WHAT THE TASK REQUIRES -> Your task is to restate word for word the line containing "Note: point out the dealer" and each line that follows it in the listing, and only those.

DATASET RECORDS ->
[Start of section]
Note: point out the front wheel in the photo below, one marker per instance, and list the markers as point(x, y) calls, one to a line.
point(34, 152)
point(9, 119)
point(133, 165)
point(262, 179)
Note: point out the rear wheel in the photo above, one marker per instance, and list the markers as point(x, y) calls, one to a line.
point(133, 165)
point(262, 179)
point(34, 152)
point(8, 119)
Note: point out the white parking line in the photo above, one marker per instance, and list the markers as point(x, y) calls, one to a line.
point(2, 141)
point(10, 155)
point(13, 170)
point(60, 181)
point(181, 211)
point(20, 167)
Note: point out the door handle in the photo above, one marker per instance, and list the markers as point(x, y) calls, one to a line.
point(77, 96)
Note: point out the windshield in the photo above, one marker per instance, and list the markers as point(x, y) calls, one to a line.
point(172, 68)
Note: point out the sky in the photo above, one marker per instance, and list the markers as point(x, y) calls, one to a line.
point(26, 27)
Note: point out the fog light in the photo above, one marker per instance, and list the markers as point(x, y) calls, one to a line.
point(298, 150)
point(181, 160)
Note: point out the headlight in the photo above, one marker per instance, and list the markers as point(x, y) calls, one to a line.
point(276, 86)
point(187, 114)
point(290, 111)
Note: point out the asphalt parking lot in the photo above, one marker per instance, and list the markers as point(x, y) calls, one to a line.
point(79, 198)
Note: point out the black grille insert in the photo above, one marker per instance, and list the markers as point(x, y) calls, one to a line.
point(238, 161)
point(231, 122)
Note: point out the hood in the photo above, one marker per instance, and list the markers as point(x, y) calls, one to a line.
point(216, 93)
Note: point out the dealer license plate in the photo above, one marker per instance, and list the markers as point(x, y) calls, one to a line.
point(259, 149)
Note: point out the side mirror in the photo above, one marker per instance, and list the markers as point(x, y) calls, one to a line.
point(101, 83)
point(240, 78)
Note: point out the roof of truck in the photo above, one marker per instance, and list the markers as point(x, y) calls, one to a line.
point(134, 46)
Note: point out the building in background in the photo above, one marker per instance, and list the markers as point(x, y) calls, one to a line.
[End of section]
RESULT OF THIS TASK ->
Note: point out the dealer license plate in the photo above, one marker per instance, and list the markers as point(x, y) calls, one to a line.
point(259, 149)
Note: point out the side mirror in the photo above, one marker per instance, and list the markers as point(x, y) calls, one to a line.
point(101, 83)
point(240, 78)
Note: point out the roof of truck in the photo above, one marker per instance, and list the markers as point(x, y) calls, one to a line.
point(134, 46)
Note: point out the building in background in the photo above, one marker per instance, and list the markers as point(x, y) calls, one to a line.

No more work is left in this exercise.